** Records for this task **

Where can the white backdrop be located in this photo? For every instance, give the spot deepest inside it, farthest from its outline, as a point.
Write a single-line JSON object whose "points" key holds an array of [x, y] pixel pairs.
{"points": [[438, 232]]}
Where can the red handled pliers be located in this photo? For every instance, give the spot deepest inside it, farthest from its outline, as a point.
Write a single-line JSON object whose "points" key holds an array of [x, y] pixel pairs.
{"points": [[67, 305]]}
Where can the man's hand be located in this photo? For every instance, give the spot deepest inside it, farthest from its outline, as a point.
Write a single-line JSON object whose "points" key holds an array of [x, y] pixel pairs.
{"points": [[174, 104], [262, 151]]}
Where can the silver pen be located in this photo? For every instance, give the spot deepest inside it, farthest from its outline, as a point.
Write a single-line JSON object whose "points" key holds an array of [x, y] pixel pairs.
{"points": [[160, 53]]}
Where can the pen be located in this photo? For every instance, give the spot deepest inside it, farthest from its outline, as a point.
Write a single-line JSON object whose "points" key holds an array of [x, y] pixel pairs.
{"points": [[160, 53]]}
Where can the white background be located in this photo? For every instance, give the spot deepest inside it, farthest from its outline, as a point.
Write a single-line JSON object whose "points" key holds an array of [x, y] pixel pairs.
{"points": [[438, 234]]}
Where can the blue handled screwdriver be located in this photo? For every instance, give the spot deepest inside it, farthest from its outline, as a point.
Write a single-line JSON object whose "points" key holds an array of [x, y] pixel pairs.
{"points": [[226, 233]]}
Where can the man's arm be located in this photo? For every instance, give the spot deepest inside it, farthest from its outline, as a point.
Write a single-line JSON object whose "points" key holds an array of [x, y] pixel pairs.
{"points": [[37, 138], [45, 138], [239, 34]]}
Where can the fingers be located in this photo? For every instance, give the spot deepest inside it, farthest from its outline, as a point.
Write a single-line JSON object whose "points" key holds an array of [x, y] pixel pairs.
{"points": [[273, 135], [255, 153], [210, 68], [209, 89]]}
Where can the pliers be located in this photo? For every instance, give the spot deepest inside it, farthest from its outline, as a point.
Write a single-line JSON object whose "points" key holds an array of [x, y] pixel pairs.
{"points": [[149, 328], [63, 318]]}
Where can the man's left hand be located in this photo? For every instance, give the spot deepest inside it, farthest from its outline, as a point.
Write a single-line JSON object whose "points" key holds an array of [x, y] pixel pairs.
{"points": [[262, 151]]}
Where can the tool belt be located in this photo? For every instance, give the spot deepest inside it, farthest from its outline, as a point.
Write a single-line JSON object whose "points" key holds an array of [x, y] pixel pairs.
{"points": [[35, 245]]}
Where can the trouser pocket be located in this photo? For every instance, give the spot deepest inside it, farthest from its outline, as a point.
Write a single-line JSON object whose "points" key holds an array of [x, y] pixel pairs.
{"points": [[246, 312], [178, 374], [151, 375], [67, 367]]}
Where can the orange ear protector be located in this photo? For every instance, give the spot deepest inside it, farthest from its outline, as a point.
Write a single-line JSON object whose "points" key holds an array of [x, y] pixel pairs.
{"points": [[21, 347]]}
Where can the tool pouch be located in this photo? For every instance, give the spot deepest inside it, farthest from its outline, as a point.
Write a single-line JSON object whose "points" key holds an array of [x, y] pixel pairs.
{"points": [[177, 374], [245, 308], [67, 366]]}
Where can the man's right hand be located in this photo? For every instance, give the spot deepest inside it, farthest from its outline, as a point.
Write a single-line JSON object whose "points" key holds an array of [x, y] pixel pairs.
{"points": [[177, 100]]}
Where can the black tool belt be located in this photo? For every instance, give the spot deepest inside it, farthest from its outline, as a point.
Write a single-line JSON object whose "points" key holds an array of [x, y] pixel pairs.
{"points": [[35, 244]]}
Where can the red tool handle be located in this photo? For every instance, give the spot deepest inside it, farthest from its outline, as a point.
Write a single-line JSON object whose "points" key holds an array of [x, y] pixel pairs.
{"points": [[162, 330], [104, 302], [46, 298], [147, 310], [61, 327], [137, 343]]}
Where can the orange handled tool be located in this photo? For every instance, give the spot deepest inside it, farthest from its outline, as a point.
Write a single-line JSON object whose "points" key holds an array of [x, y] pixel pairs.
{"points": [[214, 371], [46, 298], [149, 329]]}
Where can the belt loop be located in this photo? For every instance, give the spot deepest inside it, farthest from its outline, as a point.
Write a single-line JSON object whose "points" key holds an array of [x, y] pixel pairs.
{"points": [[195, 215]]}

* * *

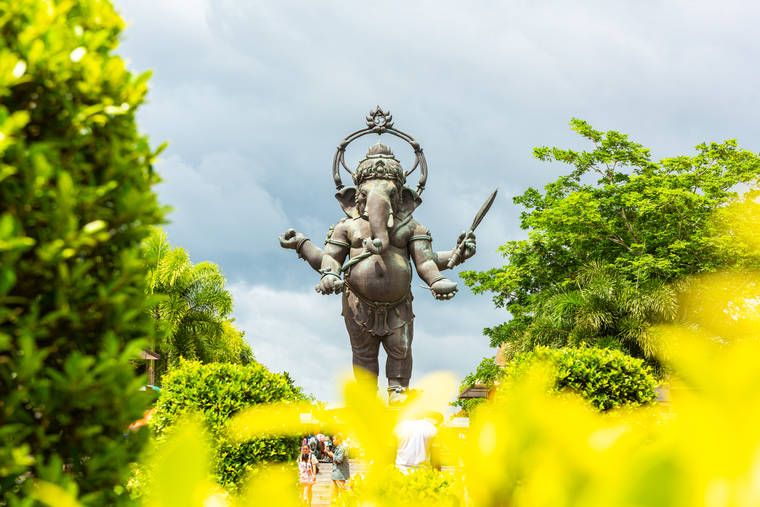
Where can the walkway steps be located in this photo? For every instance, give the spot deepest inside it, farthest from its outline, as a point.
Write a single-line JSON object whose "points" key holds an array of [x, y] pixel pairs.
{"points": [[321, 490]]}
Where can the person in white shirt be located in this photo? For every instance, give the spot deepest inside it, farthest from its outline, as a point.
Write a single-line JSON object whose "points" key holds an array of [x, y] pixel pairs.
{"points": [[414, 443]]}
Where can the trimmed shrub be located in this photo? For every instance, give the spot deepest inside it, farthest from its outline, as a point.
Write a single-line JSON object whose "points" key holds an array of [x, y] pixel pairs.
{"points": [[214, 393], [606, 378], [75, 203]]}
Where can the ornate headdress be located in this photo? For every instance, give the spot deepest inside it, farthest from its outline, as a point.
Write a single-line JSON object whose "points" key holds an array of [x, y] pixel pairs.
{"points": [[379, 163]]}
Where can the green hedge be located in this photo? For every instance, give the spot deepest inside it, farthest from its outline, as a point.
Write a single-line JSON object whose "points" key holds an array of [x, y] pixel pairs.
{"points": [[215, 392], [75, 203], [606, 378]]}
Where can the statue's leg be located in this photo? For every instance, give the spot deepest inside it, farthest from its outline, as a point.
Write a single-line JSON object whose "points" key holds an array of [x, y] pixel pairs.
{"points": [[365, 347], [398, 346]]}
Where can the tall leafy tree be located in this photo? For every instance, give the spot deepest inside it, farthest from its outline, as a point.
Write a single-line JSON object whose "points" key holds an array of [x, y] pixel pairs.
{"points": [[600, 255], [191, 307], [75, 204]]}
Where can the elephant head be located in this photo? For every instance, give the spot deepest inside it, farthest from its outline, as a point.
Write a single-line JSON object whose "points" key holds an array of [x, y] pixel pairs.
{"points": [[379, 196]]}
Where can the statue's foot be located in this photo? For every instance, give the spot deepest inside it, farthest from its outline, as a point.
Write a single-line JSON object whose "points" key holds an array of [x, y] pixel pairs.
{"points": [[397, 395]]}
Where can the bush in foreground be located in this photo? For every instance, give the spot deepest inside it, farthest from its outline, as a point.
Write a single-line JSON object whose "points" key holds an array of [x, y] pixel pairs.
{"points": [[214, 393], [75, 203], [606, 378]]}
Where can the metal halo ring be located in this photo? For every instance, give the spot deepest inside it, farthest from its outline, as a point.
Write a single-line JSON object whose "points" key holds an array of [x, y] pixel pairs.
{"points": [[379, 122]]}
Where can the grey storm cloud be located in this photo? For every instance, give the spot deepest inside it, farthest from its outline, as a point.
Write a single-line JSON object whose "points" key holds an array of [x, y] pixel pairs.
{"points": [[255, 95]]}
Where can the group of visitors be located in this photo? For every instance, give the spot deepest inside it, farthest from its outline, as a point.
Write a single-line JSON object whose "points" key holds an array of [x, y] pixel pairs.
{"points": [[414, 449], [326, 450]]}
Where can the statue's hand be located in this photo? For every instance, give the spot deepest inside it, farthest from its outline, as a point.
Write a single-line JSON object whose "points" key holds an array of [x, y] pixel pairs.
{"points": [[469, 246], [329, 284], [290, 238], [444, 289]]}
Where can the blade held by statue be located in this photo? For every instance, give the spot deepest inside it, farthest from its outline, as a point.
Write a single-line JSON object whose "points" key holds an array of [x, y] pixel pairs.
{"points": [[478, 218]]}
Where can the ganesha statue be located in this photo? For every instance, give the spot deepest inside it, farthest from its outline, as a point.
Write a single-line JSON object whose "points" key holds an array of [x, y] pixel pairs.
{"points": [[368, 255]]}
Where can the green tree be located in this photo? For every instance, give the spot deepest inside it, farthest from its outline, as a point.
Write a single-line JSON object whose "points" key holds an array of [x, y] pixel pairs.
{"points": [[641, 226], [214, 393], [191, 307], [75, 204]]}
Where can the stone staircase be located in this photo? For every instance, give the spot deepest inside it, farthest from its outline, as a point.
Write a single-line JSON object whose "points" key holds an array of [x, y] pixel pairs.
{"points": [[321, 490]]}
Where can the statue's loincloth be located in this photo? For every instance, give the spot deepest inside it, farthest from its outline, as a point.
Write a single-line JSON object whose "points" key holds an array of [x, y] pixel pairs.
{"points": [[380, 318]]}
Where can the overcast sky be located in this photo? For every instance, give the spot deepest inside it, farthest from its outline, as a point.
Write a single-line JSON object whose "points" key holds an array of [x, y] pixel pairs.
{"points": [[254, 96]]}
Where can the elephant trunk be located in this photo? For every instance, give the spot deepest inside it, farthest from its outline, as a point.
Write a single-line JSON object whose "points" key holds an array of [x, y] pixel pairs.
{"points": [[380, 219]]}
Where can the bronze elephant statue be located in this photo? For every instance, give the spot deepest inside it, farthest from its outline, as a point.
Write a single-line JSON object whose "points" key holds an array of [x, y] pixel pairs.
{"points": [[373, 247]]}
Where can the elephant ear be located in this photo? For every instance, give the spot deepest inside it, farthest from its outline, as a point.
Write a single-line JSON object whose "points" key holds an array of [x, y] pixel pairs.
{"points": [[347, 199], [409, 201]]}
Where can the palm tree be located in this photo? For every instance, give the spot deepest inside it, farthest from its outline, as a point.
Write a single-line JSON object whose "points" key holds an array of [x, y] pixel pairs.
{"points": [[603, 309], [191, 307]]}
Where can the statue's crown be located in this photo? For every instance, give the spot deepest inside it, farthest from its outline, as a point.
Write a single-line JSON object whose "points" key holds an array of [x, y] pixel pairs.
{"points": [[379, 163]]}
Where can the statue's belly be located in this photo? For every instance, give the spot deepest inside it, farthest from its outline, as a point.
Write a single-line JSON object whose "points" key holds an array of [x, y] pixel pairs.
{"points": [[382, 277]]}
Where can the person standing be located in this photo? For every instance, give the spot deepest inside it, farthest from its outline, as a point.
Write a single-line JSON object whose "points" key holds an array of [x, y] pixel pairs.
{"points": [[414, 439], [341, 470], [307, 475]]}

--

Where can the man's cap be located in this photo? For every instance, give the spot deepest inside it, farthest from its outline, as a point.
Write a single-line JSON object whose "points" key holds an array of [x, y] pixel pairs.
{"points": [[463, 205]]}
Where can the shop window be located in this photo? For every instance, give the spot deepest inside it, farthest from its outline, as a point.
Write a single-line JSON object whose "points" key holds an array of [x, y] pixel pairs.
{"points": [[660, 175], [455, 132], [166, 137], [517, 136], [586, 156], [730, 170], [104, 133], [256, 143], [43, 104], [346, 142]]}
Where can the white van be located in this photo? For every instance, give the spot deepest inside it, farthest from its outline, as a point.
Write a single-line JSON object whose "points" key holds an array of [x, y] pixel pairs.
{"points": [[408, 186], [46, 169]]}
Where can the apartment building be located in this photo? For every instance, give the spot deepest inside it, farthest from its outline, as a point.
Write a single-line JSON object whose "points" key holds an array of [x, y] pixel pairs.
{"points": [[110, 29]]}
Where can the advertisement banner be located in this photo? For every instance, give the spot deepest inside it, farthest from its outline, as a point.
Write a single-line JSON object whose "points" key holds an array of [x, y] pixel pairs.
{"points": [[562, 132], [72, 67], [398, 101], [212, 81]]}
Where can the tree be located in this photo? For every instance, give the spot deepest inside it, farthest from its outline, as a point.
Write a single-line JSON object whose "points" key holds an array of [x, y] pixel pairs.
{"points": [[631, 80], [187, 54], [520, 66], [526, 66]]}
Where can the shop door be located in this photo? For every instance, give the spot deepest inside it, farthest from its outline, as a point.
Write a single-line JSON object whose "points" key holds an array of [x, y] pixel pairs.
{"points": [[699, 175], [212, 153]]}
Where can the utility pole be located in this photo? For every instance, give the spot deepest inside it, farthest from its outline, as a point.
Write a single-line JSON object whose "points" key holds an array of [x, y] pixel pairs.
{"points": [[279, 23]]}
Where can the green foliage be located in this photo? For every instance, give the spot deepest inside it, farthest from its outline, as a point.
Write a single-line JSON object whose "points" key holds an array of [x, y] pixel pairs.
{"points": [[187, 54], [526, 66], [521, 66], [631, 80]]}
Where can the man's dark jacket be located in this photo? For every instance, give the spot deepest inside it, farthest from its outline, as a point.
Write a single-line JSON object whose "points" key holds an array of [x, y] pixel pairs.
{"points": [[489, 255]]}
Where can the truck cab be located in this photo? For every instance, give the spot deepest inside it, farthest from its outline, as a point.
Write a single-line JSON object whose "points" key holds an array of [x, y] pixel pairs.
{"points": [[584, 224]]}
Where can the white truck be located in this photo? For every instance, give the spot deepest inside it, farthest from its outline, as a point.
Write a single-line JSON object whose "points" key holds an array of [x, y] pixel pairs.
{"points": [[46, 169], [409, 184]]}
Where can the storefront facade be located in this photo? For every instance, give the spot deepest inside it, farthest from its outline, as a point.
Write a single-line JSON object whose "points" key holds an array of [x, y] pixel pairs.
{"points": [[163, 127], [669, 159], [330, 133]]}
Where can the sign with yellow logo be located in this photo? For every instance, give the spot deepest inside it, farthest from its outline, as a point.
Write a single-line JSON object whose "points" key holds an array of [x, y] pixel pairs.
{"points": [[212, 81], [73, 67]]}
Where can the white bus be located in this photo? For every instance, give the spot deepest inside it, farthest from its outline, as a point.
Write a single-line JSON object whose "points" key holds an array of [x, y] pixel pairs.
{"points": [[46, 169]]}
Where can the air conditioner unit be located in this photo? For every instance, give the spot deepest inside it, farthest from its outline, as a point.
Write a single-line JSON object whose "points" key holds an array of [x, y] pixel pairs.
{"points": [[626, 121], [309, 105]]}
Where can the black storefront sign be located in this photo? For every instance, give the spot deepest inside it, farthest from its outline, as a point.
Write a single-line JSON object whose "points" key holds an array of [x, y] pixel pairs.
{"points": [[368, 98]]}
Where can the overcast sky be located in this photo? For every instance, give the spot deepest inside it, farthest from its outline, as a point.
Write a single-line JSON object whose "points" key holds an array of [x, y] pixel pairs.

** Goal of the exercise **
Reproduce every line in the records above that contains the word "storefront".

** Exercise answer **
Where can the storefront facade be located in this photo? For every instance, give the spot deepest inside it, farthest from its outline, as a point.
Where can the black storefront sign be located in this photo? For every instance, give the spot deepest inside it, farthest from its outline, as a point.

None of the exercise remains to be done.